- [DATA IN THIS EXERCISE]:
>>

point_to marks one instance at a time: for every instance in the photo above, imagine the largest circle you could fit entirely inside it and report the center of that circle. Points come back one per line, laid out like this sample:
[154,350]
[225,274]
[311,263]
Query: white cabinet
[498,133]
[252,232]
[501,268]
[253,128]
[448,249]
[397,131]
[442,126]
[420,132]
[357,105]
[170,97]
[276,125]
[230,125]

<<

- [TASK DESCRIPTION]: Word-for-word copies of all the records are required.

- [RESULT FOR THIS TASK]:
point_to marks one instance at a time: for every instance in the photo above, imagine the largest circle you could fit entirely inside it and report the center of that circle. Points come back one per line, laid out like this sample:
[154,350]
[225,274]
[311,263]
Query: white cabinet
[498,133]
[252,232]
[501,268]
[253,128]
[448,249]
[397,131]
[442,126]
[420,132]
[357,105]
[170,97]
[276,125]
[230,125]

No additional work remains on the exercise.